High school ROTC programs, which fell on hard times during the Vietnam war, have experienced a dramatic resurgence of popularity both here and around the country.
"We've had a complete turnaround," says Eleanor Rotter, who is in charge of the ROTC program in the Prince George's County high schools.
In the District of Columbia and Prince George's County, the only two area jurisdictions where public schools offer Reserve Officer Training Corps programs for teen-agers, ROTC enrollment is up tremendously over the early 1970s.
The ROTC program in Prince George's, which hit a low of 111 students in 1970 when it was offered only at Oxon Hill High School, has signed up 906 students for September at seve high schools.
The program also is booming in the District of Columbia.
"We've gone from a low of 470 students in 1973 to 1,100 in 1978," says Col. Raymond L. Smith, who runs the ROTC program in Washington's schools.
While most educators still retain clear memories of thee antiwar protests and demonstrations that took place at many schools in the early 1970s, these events seem to many of today's pupils a part of the distant past.
"If you try to talk about antimillitary feeling now to these kids, they don't know what you're talking about," says Col. Smith. "That's something the old folks did."
The growing appeal of high school ROTC courses in the Washington area reflects what is happening around the country. Nationally, the number of high school students enrolled in Naval ROTC has gone from 9,000 to 23,000 in the last 10 years.
Air Force ROTC enrollment in high schools around the nation increased from 22,313 in 1971-72 to about 31,600 this year.
The ROTC courses in the Washington area mix light instruction in military science and history with drills. Participants are under no obligation to join the armed services, and national ROTC officials say that most of those enrolled in high school programs do not choose military careers.
In addition, the instructional materials are hardly traditional these days. Smith, who runs the District's program, uses such books as "Roots," "Patton," and "Bury My Heart at Wounded Knee" in some courses.

» Data provided:
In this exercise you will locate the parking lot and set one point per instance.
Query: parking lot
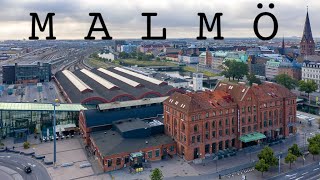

» Required tasks:
- 1) From the ROTC article, return everything from "The program also" down to "the distant past.".
- 2) Answer these from the article on high school ROTC enrollment:
(a) Who runs the ROTC program in Washington's schools?
(b) Over the last 10 years, national Naval ROTC enrollment among high school students rose from what number to what number?
(c) Which books does Smith use in some courses?
- 3) Carry on the article about the comeback of high school ROTC programs from where it stops.

» Replies:
- 1)
The program also is booming in the District of Columbia.
"We've gone from a low of 470 students in 1973 to 1,100 in 1978," says Col. Raymond L. Smith, who runs the ROTC program in Washington's schools.
While most educators still retain clear memories of thee antiwar protests and demonstrations that took place at many schools in the early 1970s, these events seem to many of today's pupils a part of the distant past.

- 2)
(a) Col. Raymond L. Smith
(b) From 9,000 to 23,000
(c) "Roots," "Patton," and "Bury My Heart at Wounded Knee"

- 3)
Among the students enrolling in the program in the District and Prince George's are increasing numbers of women and blacks.
"There're a lot of benefits to it, especially if you're a minority," said Zenobia Mack, a junior at Largo High School in Upper Marlboro. Particularly attractive, several black students said, are the economic and social mobility offered by a military career.
ROTC students at Largo described the program as a friendly place where students overcome their shyness about speaking before groups and where freewheeling discussions cover topics from sex to airplane mechanics to current political developments.
The program "has got a lot of moral standards to it," said Gregory Powell, a senior at Largo. "There's a lot of bombs," he said. "The sergeants and the colonels - you can really talk to them, like your closest friends."
It is also a place to sample the military career that some of them plan. "I was planning to go into the military and I thought I might be able to get some idea of it," said Gina Degan, a junior at Largo.
Largo ROTC students went to summer school at nearby Andrews Air Force Base last year. While they were there, they got up at 5:25 a.m., ran a mile or more a day, were allotted three minutes for showers and went to bed at 9:30 p.m. "It was like basic training," said Mack. "It was fun."
That exposure to the military is part of the value of the program to the armed services, which pay part of the cost of instructors in the high schools and provide books, equipment and uniforms.
Virtually the only cost to the school systems is their share of the salaries, according to ROTC officials. In D.C. this year, the school system will pay $107,000 in instructional salaries in nine schools. In Prince George's County next school year, the cost for the program will amount to approximately $150,000 for salaries for 16 retired military instructors.
Even that is too much to pay fot the programs, according to some critics.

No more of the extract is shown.